### Assignment
Since the data must remain as supplied, reproduce it word for word.

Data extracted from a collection
--
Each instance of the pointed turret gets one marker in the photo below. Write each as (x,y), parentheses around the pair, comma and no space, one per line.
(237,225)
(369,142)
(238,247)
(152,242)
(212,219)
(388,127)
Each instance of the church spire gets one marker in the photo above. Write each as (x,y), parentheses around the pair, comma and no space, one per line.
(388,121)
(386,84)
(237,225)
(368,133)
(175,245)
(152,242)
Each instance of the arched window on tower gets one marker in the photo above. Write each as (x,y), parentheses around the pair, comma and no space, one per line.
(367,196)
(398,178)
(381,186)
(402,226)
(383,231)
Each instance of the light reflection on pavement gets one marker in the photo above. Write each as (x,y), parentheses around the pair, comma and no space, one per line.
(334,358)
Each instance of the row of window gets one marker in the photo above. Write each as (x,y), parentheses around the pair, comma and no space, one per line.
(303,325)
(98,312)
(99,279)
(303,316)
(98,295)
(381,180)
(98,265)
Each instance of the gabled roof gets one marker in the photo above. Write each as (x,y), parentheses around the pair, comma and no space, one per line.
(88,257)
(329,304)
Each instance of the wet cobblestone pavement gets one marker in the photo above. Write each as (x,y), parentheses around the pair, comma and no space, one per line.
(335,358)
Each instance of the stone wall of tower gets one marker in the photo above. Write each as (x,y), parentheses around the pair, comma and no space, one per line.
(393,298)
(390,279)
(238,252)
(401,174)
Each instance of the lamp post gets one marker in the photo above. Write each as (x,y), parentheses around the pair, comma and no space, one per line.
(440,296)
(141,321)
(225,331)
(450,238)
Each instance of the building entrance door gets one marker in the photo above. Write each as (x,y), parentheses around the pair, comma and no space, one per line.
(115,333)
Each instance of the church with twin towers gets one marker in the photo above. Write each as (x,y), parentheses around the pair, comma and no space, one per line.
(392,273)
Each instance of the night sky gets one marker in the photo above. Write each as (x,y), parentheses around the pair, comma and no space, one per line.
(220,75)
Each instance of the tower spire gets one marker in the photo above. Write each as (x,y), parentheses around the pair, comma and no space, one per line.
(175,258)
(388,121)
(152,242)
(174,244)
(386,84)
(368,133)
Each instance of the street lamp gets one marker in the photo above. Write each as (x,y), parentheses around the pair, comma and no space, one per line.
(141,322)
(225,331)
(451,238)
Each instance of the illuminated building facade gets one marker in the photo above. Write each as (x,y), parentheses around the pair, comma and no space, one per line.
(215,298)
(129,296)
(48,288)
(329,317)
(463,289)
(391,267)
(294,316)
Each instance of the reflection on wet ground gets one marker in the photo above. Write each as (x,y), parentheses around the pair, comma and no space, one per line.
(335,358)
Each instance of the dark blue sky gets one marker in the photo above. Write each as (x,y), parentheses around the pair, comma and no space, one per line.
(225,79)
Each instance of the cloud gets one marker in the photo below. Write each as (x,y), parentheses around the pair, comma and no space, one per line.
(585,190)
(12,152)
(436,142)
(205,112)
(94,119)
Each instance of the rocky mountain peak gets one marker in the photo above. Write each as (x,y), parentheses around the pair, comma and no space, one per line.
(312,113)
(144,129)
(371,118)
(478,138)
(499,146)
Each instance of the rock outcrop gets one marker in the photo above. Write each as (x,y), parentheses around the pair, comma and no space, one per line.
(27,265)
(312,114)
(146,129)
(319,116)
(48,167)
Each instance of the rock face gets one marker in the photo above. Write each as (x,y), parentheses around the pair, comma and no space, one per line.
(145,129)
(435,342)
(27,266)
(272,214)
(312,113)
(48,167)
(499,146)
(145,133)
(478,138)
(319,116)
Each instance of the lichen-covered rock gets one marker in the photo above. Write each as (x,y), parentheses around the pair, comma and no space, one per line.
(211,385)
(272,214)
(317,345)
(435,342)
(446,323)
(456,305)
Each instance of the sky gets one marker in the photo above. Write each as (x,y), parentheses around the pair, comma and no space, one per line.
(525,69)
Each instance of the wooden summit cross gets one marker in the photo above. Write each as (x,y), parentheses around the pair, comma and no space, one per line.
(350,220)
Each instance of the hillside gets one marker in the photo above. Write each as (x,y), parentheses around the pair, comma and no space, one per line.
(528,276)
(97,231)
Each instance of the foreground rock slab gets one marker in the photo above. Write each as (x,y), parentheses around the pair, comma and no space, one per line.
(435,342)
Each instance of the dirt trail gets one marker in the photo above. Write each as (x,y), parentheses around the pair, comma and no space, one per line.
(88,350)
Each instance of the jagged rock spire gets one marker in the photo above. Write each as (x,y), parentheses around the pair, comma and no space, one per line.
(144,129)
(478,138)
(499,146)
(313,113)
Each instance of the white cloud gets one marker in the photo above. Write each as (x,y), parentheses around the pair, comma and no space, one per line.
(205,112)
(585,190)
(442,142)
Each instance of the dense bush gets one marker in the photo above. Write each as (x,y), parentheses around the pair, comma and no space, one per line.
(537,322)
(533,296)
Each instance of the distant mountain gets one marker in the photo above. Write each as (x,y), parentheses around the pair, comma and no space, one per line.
--
### Answer space
Each instance of the pointed turret gets one marker in the photo below. Write each as (x,y), parentheses around the pair, comma and no space, one per line.
(237,225)
(369,142)
(238,247)
(152,242)
(212,219)
(388,127)
Each instance of the church spire gets one marker in the photo above. Write each as (x,y), parentheses around the pair, comma and no space, one per line.
(388,121)
(386,84)
(237,225)
(368,133)
(175,245)
(152,242)
Each instance of the arched window on tower gets one marker in the photo above. Write each as (x,y), parentheses around the pair, comma and no space, one per line.
(367,196)
(398,178)
(381,186)
(402,226)
(383,231)
Each instance of the light reflection on pavement gets one marker in the photo above. Write each as (x,y), parentheses around the pair, comma and no space, one per line.
(334,358)
Each instance of the row of window gets one marker in the photo above. Write each as (x,y), parentheses around the pair, comma and no space, one per line.
(303,325)
(98,312)
(99,279)
(303,316)
(98,295)
(381,180)
(98,265)
Each instance of the gabled roof gets one marker in the photo above. Write each as (x,y), parentheses around the pair, comma and no space, one per line.
(88,257)
(329,304)
Each instance of the wet cobblestone pavement gets one marker in the photo above. Write each as (x,y), parentheses around the pair, comma and no space, one per line.
(335,358)
Each instance of the stone wall of tower gets one marker in the photo above. Write each as (x,y), parentheses around the pair, comma and no space, one per line.
(393,298)
(390,279)
(238,252)
(401,174)
Each instance of the lamp post gets one marker in the photo above. Write each as (x,y), parentheses around the pair, comma and no space, one per line.
(440,296)
(141,321)
(225,331)
(450,238)
Each instance of the building entrance door gets one marker in the photo above. Write each as (x,y), parentheses around the pair, comma and no space, one per line.
(115,333)
Each instance of the church with twin towers gets one marker in the photo above. Write each as (x,y), parentheses around the pair, comma and no space, one per line.
(392,273)
Each instance of the night sky gets one marker in the photo above. Write each as (x,y), parentheses around the pair, comma and no space, one per line.
(220,75)
Each instance of the tower spire gets one marker in the photo above. Write each as (x,y), parentheses around the pair, comma and no space, one per line.
(175,258)
(388,121)
(152,242)
(174,244)
(386,84)
(368,133)
Each instance of the street lamp gets one marker in the photo above. Write each as (x,y), parentheses around the pair, comma and no space, one per line.
(141,322)
(225,331)
(451,238)
Each instance of the illuminated building facade gets one marker in the photo above. Write each as (x,y), parentheses around the pair, comma and no space, one per line.
(215,298)
(129,296)
(48,288)
(329,317)
(463,289)
(391,267)
(294,316)
Each instance of the reflection on wet ground gets one marker in the photo above. Write each as (x,y), parentheses around the pair, comma and no space, one per line.
(335,358)
Each instance of the dark blue sky gets one marker in the photo above. Write each as (x,y), parentheses around the pair, comma and no space, one per line.
(225,79)
Each instance of the cloud gets one marker in the photo below. Write each as (x,y), parentheses around the pair, comma and no space, one per line.
(585,190)
(12,152)
(436,142)
(205,112)
(94,119)
Each instance of the rocky mountain peak gets one marker in the photo above. Write each as (x,y), parentheses around the pair, comma and no space, one per line.
(312,113)
(144,129)
(371,118)
(478,138)
(499,146)
Each instance of the rock outcrop gets one marker in the photo above. Write each as (x,y), parentheses around the pair, comma and no space, one per line.
(27,265)
(312,114)
(146,129)
(319,116)
(48,167)
Each instance of the rock face gets one marker in the photo above. Write each as (x,y), parentheses around the pair, comma and no space, one per line.
(145,129)
(435,342)
(27,266)
(272,214)
(312,113)
(48,167)
(499,146)
(145,133)
(478,138)
(319,116)
Each instance of the lichen-covered rock gets one marker in the photo above. Write each as (x,y), parentheses around the pair, comma and no space, one per line.
(211,385)
(272,214)
(317,345)
(435,342)
(446,323)
(456,305)
Each instance of the sky gets one marker in the photo above. Write each as (x,y), parentheses around the pair, comma and no space, one per line.
(525,69)
Each instance of the wooden summit cross gets one marker in the photo above. Write each as (x,y), parentheses around the pair, comma and no space, one per line.
(350,220)
Each instance of the hillside gets one marker in the photo above. Write each as (x,y), parentheses around the pair, comma and no space, one per line.
(528,276)
(97,231)
Each instance of the foreground rock slab gets one marker in the photo above. Write each as (x,y), parentheses around the pair, comma and no space, one per line.
(435,342)
Each instance of the dirt trail gets one marker in the photo above. Write each as (x,y), parentheses around the pair, comma and no space, one per line.
(88,350)
Each instance of the jagged rock spire gets one marker in the photo above. Write each as (x,y), parentheses around the pair, comma and no space, one per line.
(144,129)
(478,138)
(499,146)
(313,113)
Each instance of the white cloud gets one marker in the photo above. Write each as (x,y), parentheses around the pair, comma and no space, one per line.
(205,112)
(585,190)
(442,142)
Each instance of the dense bush gets one marker in the photo above. Write each as (x,y), parentheses around the pair, comma and no space, one per line.
(537,322)
(533,296)
Each instance of the distant mountain gets one marker in the photo above. Write each as (x,y), parentheses around the pair, comma and no space, one per line.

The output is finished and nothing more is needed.